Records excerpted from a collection

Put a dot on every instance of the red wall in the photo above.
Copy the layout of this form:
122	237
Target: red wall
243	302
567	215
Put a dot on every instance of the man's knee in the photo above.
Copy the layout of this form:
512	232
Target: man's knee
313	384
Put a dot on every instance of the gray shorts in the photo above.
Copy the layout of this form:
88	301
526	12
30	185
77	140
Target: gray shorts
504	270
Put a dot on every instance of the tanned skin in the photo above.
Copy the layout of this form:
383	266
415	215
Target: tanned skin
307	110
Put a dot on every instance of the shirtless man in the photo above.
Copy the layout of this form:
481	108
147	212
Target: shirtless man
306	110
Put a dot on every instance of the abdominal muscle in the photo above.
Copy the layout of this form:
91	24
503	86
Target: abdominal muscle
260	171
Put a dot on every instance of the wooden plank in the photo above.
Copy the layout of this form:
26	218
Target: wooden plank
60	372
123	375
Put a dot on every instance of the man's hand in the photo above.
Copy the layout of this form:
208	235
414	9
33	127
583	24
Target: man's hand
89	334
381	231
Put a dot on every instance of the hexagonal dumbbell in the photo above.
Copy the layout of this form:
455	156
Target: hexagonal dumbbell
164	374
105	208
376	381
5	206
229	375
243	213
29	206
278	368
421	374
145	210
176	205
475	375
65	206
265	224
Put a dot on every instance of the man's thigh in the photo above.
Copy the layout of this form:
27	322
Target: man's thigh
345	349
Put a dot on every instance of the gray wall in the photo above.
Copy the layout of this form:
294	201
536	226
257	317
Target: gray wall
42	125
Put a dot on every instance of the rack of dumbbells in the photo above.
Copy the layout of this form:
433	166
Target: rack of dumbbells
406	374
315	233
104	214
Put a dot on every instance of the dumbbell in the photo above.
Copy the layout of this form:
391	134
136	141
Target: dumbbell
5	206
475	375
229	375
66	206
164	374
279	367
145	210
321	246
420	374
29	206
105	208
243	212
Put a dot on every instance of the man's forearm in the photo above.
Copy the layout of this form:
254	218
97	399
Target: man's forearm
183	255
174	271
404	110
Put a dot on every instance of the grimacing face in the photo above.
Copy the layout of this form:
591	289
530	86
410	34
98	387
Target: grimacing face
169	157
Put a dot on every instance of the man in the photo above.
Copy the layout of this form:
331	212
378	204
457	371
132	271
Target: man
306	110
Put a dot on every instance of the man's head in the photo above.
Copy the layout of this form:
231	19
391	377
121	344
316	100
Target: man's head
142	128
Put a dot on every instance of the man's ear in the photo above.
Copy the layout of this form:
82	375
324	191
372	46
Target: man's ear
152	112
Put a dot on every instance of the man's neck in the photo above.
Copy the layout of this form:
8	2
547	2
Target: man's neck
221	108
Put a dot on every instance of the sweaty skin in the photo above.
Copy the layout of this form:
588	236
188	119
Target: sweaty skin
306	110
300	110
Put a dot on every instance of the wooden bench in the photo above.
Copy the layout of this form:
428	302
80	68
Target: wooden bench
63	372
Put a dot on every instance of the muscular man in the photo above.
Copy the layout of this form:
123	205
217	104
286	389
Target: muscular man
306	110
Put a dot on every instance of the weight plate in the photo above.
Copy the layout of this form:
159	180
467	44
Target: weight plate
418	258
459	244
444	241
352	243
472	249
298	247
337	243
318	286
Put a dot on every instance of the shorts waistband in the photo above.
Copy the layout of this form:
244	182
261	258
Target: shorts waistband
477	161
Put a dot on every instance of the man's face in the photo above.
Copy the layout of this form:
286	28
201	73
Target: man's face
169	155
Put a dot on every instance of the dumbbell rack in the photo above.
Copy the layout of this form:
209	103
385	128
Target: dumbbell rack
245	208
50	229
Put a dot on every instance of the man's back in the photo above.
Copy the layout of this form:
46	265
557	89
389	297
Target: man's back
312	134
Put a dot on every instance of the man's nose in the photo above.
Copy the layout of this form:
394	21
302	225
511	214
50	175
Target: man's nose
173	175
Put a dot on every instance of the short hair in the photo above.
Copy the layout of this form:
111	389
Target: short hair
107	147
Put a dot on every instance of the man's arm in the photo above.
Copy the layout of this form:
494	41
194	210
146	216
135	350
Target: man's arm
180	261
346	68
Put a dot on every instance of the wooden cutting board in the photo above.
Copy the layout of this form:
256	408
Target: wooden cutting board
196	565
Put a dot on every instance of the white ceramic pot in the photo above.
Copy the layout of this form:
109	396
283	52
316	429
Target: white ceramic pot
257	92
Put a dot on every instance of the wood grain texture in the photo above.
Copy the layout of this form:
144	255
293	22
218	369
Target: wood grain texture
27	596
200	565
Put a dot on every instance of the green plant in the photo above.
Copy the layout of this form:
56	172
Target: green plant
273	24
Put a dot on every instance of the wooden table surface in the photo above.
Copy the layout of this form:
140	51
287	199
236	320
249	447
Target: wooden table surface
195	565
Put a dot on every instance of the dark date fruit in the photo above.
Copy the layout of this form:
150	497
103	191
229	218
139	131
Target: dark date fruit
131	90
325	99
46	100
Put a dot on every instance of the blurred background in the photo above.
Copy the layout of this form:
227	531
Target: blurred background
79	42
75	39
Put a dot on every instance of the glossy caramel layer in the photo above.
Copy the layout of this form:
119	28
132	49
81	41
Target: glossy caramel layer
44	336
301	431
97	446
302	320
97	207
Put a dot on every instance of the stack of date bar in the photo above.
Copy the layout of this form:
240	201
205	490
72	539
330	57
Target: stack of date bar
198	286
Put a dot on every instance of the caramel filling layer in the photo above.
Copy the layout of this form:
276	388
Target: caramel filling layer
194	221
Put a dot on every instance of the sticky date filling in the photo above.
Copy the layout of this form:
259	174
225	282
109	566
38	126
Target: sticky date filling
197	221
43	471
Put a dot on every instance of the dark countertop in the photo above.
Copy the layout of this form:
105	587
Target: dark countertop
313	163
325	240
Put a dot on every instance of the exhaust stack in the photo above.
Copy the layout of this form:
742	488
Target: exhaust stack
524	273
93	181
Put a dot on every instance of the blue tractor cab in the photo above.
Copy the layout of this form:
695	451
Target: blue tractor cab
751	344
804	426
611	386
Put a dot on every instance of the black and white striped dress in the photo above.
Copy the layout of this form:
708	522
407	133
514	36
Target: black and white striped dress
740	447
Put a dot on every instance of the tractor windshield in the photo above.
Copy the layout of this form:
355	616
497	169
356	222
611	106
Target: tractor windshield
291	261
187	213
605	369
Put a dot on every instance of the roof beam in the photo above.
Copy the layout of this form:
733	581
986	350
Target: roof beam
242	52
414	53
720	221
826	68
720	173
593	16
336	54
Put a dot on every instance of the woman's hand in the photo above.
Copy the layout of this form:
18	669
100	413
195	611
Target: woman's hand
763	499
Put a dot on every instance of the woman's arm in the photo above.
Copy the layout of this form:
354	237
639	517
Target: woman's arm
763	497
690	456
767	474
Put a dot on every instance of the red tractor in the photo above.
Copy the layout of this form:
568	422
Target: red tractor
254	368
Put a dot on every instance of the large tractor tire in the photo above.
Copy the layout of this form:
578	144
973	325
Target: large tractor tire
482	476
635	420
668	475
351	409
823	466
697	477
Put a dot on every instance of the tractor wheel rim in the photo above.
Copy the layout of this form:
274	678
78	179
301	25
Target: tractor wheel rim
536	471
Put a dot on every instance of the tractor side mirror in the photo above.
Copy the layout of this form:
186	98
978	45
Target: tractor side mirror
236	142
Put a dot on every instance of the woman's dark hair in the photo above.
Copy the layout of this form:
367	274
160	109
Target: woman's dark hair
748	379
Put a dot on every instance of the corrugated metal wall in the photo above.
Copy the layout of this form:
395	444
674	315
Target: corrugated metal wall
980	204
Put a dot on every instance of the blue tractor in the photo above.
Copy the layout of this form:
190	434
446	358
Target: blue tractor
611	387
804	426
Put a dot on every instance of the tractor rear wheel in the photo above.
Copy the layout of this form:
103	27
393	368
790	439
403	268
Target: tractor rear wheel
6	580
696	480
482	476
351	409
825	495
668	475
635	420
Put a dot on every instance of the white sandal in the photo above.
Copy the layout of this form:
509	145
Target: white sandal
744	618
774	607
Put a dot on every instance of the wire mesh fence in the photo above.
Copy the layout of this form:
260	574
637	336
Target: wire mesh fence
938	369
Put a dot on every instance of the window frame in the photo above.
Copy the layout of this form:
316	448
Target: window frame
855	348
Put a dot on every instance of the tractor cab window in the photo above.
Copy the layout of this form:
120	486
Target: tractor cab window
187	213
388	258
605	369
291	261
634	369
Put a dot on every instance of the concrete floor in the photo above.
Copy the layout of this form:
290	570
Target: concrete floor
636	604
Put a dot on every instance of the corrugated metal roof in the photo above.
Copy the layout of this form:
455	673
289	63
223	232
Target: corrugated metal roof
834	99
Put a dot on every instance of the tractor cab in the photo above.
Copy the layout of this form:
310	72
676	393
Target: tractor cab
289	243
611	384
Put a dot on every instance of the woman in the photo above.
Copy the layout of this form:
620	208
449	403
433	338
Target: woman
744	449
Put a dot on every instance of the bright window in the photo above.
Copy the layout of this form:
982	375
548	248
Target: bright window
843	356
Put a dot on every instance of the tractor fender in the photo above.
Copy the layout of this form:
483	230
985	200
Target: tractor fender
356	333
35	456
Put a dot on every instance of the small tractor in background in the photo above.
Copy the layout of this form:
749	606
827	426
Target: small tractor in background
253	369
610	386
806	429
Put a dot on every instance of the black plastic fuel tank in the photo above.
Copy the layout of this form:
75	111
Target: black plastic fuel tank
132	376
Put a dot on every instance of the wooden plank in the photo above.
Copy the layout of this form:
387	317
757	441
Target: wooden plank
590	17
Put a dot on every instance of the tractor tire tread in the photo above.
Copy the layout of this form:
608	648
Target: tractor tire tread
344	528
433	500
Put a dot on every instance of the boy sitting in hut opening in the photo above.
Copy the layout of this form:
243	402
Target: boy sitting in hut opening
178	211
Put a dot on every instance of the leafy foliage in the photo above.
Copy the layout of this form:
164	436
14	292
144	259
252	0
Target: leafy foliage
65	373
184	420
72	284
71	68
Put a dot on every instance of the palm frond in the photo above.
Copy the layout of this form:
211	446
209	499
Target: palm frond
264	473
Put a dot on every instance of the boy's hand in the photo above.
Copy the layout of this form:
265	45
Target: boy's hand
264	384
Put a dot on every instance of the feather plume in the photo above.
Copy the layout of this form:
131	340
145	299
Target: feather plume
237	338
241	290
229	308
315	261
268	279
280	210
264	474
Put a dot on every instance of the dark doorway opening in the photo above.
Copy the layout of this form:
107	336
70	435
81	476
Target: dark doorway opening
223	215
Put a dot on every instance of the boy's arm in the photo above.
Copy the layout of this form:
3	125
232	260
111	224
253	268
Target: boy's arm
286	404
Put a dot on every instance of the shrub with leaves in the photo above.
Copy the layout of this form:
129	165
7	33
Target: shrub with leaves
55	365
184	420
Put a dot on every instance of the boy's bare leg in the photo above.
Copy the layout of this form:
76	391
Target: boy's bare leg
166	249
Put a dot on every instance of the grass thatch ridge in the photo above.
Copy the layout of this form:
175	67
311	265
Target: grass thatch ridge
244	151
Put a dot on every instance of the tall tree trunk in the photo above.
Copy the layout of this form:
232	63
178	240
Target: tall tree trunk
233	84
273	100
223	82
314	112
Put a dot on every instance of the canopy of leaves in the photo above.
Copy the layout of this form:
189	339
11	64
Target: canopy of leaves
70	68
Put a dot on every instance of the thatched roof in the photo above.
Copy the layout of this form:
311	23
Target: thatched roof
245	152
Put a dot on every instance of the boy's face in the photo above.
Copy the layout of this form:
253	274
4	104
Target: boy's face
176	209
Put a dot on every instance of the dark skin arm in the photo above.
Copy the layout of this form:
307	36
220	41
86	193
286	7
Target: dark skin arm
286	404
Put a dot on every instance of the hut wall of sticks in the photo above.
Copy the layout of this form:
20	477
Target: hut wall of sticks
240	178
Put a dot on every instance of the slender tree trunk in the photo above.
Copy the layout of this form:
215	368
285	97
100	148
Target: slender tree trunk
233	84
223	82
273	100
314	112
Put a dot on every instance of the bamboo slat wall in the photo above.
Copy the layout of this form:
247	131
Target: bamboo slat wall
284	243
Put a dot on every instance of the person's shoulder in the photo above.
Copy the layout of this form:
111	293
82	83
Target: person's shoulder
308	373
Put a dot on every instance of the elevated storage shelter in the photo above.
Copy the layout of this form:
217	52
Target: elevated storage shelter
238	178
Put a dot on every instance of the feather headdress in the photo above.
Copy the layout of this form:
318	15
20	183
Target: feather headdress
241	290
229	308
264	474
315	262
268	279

ABOUT THIS EXERCISE
Copy nothing beyond the line containing "Put a dot on every instance of the hexagonal". Transcribe exactly from the first line of the entries down to that line, inclusive.

ANSWER SECTION
Put a dot on every instance of the red wall in the photo above.
Copy the layout of this form:
122	237
Target: red wall
243	302
567	215
Put a dot on every instance of the man's knee in the photo above.
Copy the layout of this form:
512	232
Target: man's knee
313	384
Put a dot on every instance of the gray shorts in the photo above.
Copy the layout of this form:
88	301
526	12
30	185
77	140
Target: gray shorts
504	270
Put a dot on every instance of the tanned skin in the photo above.
Copy the layout of this form:
383	266
415	215
Target: tanned skin
307	110
Put a dot on every instance of the shirtless man in the photo above.
Copy the layout of this form:
481	108
147	212
Target: shirtless man
306	110
Put a dot on every instance of the abdominal muscle in the photo above.
Copy the layout of this form:
91	24
503	86
Target: abdominal muscle
260	171
Put a dot on every instance of the wooden plank in the photo above.
Copy the layout of this form:
26	218
Target: wooden plank
60	372
123	375
Put a dot on every instance of the man's hand in the photo above.
Copy the layout of this form:
208	235
414	9
33	127
583	24
Target: man's hand
89	334
381	231
Put a dot on every instance of the hexagonal dumbbell in the photo above.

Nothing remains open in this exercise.